▸ Quoted passage
◆ ◆ ◆ ◆ ◆ ◆ ◆
On Tue, 14 May 2013, Ralf Mardorf wrote:
On Mon, 2013-05-13 at 17:42 -0500, Brent Busby wrote:
If it's from the 80's, the filters will
likely even be real analog.
And if one of those CEM chips gets broken you're lost. Even special
chips from the 90s might not be available anymore.
Oh not lost, just having to find some other hardware to fill the void.
As much as I like classic gear from the 70's and 80's, analog is coming
back! Moog is alive again! Dave Smith (formerly of Sequential
Circuits) is back again, though his company is now DSI. Tom Oberheim is
back too. We have Arturia making the Minibrute, a real analog synth,
and Elektron now have the Analog Four (an impressive tabletop module).
Awhile back Alesis was making the Andromeda. There is real analog in
the 21st Century finally...
◆ ◆ ◆ ◆ ◆ ◆ ◆
▸ Supplied material
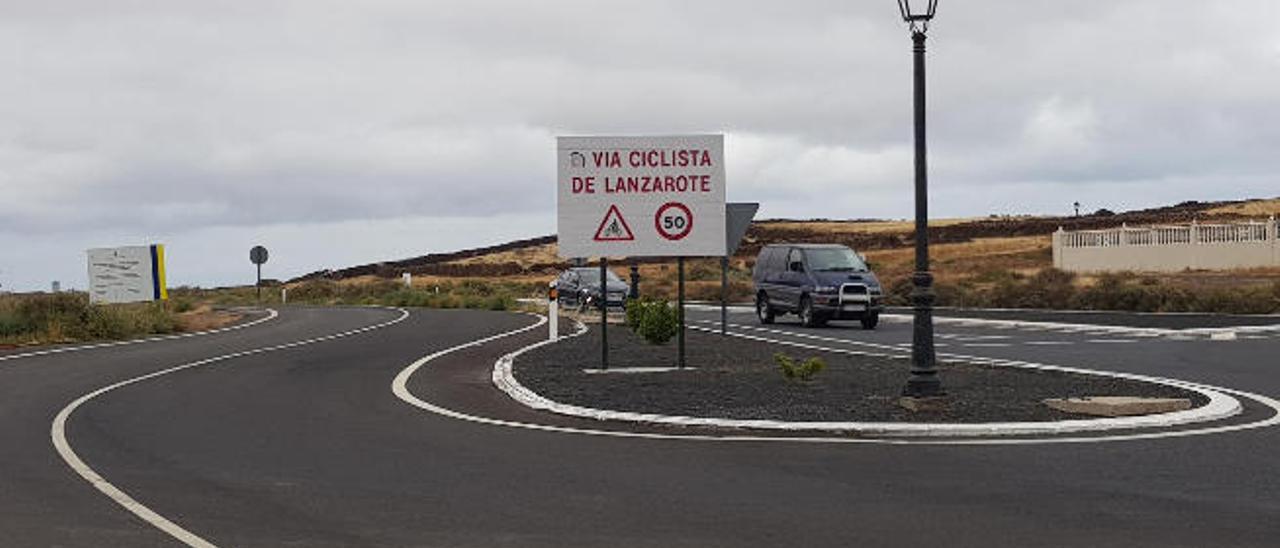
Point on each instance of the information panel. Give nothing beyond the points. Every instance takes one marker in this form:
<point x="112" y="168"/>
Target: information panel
◆ ◆ ◆ ◆ ◆ ◆ ◆
▸ Work instructions
In the message about analog synthesizers, write out again the part between "As much as I" and "impressive tabletop module).", inclusive, changing "Minibrute" to "MicroBrute".

▸ Answer to this problem
As much as I like classic gear from the 70's and 80's, analog is coming
back! Moog is alive again! Dave Smith (formerly of Sequential
Circuits) is back again, though his company is now DSI. Tom Oberheim is
back too. We have Arturia making the MicroBrute, a real analog synth,
and Elektron now have the Analog Four (an impressive tabletop module).